Your task is to copy each line of the records that includes the string "shirt".

BEGIN Provided records

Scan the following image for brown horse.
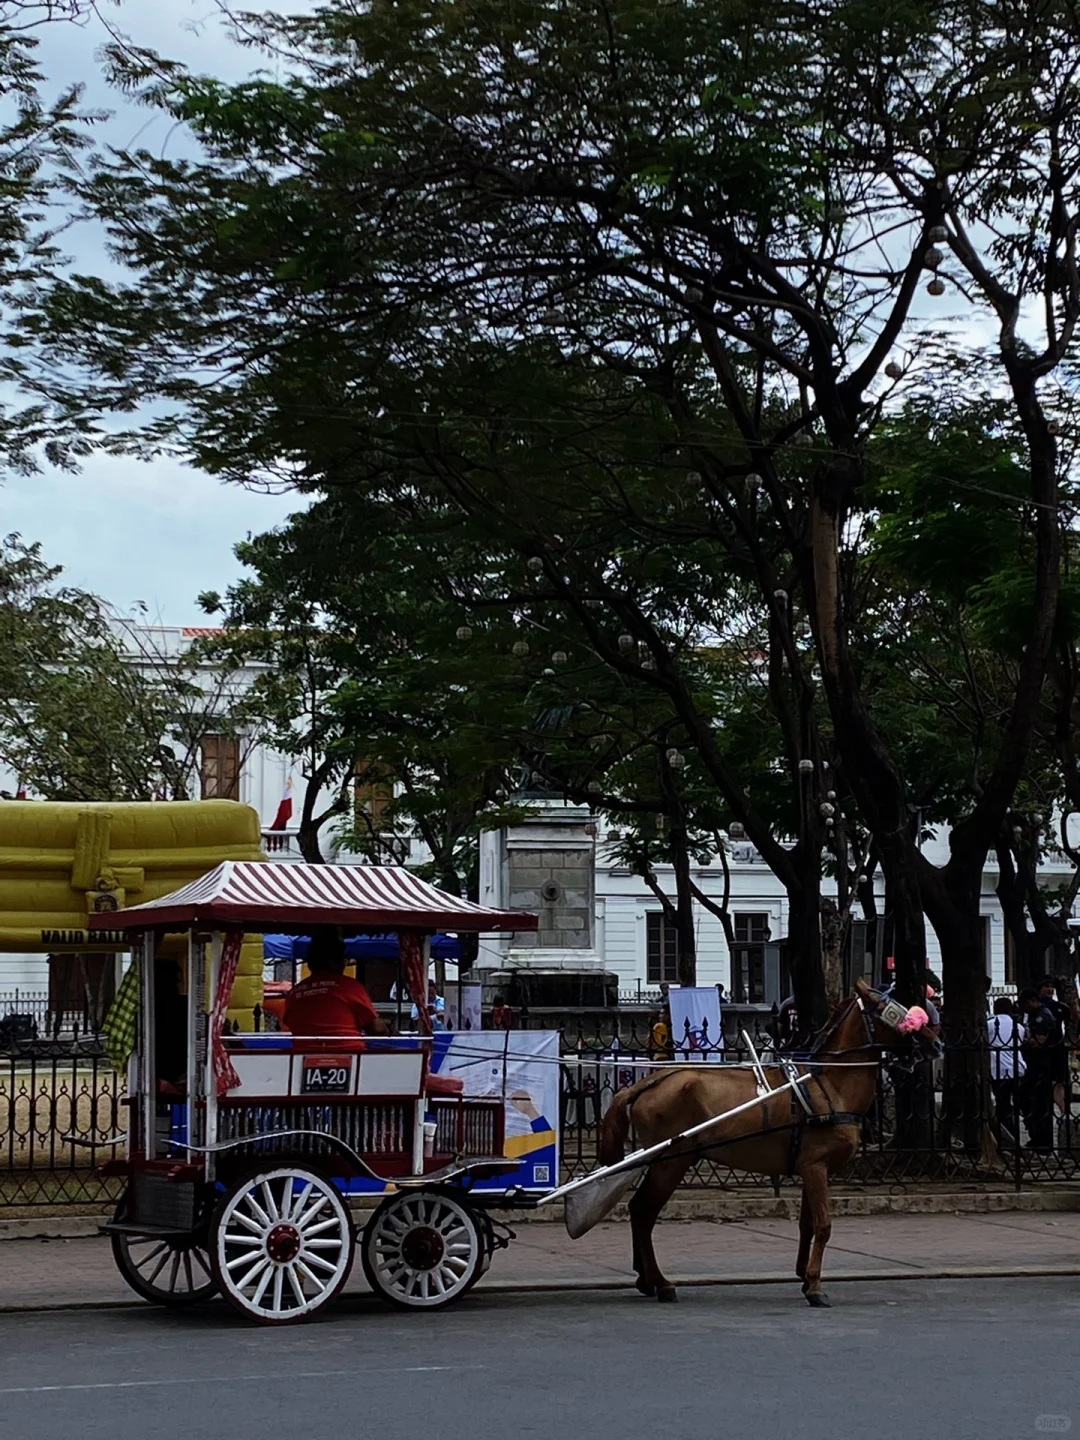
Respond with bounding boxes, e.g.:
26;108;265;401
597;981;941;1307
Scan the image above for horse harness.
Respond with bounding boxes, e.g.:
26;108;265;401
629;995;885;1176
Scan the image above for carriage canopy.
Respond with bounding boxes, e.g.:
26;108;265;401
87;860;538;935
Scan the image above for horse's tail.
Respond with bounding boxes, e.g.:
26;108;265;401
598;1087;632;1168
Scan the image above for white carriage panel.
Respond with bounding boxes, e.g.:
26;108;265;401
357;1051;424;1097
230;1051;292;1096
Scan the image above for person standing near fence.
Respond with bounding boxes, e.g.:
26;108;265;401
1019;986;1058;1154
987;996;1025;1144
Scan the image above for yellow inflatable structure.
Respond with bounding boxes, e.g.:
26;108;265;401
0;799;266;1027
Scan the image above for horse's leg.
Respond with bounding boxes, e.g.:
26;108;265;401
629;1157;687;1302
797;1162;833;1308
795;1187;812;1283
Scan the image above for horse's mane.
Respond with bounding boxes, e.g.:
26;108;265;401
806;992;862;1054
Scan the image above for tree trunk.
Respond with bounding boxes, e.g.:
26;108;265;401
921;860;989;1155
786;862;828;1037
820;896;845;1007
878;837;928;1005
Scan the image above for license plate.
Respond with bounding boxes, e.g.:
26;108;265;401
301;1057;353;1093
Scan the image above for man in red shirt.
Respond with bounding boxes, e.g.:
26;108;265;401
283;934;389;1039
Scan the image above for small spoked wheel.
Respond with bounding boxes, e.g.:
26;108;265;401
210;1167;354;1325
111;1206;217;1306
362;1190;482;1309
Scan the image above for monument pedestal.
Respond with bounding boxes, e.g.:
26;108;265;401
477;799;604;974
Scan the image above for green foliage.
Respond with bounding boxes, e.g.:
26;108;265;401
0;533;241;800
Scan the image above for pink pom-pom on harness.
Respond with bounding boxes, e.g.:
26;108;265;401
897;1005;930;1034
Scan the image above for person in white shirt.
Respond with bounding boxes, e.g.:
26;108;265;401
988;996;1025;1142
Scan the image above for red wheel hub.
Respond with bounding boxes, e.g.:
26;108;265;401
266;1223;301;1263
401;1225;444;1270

END Provided records
BEGIN Provided records

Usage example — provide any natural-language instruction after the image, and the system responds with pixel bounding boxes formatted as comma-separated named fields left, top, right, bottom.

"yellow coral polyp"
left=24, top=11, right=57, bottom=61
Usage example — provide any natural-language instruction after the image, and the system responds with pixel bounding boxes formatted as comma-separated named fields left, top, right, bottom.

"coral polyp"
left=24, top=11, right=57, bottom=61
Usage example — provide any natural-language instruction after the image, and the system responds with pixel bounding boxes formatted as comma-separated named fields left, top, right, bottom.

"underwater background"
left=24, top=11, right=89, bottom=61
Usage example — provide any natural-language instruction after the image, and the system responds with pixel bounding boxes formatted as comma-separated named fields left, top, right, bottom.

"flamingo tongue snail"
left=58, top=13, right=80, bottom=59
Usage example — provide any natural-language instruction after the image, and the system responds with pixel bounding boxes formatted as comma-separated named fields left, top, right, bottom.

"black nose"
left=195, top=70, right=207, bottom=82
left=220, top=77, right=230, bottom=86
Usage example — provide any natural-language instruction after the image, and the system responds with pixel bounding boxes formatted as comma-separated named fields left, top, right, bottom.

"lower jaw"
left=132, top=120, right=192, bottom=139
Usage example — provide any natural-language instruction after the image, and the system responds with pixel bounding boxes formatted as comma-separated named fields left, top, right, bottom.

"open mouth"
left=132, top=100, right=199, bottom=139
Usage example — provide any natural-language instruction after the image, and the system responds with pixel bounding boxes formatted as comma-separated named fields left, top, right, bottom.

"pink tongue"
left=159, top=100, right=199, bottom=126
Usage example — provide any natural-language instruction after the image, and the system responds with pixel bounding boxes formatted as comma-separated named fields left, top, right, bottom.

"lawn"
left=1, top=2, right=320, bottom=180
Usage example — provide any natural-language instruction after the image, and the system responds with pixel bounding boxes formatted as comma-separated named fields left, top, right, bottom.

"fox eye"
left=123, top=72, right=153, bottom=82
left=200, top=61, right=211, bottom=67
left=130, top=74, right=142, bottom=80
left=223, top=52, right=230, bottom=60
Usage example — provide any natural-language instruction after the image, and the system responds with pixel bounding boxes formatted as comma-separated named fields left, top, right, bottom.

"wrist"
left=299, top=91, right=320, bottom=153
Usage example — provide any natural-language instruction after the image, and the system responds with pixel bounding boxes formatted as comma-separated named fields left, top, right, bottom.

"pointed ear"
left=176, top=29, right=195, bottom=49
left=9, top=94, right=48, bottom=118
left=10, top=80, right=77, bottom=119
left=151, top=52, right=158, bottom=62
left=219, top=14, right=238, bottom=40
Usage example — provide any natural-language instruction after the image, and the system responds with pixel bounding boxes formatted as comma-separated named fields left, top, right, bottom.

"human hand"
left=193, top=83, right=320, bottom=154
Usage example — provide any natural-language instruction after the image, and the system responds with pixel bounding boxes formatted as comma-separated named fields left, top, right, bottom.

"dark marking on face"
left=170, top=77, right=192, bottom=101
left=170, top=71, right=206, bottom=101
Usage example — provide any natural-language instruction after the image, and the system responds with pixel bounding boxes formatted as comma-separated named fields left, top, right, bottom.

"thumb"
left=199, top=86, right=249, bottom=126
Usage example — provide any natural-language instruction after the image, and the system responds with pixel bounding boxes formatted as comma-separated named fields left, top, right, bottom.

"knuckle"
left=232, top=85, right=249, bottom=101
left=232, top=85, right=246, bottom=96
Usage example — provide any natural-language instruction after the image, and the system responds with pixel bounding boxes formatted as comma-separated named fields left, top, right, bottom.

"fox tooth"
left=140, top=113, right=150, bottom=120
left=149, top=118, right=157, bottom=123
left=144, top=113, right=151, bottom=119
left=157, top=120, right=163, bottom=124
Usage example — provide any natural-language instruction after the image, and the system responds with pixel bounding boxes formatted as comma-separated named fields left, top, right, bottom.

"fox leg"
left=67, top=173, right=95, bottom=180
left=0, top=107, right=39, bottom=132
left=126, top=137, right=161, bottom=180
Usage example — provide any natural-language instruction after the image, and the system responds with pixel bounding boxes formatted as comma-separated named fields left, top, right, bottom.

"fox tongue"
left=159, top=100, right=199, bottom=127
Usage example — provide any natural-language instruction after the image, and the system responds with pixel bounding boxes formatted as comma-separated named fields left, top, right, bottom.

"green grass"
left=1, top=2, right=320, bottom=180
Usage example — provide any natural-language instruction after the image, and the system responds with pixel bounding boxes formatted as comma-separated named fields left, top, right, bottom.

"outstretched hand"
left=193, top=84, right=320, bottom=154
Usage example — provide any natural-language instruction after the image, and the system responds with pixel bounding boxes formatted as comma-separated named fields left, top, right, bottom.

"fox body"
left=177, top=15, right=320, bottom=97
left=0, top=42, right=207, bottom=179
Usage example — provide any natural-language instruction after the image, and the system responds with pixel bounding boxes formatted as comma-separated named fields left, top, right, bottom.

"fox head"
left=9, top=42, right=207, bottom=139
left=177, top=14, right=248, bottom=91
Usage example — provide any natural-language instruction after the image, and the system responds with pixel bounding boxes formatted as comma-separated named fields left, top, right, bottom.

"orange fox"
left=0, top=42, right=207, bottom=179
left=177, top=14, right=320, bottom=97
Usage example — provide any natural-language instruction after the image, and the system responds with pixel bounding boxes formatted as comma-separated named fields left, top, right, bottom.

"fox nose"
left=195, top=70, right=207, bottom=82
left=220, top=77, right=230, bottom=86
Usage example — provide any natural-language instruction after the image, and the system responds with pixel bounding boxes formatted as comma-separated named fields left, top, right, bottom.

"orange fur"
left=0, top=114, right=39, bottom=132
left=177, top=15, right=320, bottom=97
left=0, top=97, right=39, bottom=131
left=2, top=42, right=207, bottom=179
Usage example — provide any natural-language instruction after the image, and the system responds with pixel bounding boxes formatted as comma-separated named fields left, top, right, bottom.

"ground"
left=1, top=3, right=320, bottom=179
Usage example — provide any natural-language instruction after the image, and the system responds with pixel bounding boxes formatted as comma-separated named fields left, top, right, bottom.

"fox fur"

END Provided records
BEGIN Provided records

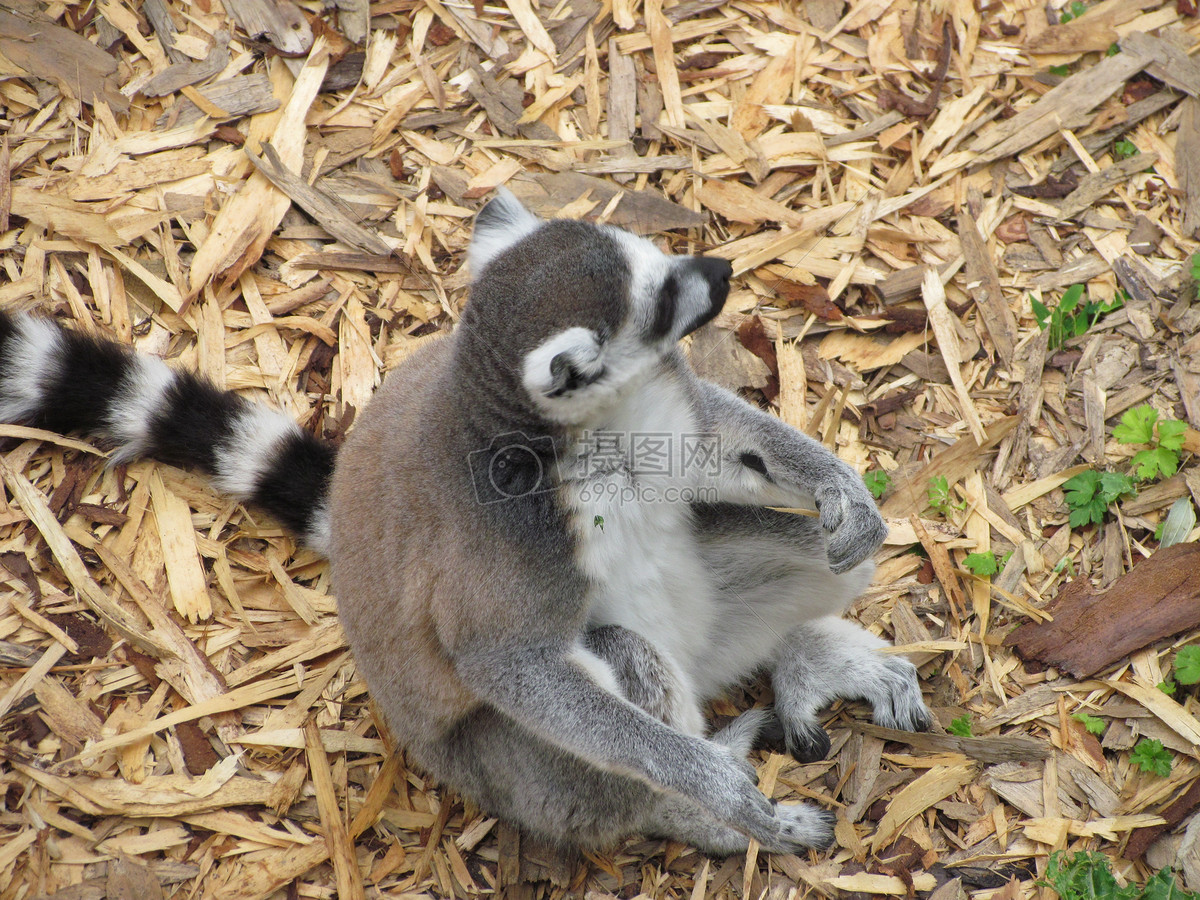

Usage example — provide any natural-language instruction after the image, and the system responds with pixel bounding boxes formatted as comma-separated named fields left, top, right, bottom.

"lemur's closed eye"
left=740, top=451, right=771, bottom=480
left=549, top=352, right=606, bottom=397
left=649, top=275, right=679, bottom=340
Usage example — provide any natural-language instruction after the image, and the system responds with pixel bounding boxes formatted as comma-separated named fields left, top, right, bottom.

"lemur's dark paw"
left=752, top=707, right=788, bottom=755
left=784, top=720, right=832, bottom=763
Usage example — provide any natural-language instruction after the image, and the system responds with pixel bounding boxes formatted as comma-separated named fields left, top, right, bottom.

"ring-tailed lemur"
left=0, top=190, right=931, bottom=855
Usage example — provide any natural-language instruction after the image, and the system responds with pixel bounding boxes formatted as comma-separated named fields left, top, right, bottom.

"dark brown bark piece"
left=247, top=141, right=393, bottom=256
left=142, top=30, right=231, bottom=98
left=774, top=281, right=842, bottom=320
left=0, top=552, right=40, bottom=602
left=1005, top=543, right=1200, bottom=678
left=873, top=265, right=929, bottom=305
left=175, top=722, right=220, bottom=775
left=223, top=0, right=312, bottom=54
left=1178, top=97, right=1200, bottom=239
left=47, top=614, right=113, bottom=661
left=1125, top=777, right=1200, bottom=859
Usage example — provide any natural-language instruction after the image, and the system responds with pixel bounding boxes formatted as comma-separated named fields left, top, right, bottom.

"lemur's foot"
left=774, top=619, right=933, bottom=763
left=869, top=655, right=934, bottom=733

END Provided records

# Response below
Scan the image above for man in red shirt.
Scan the image above for person in white shirt.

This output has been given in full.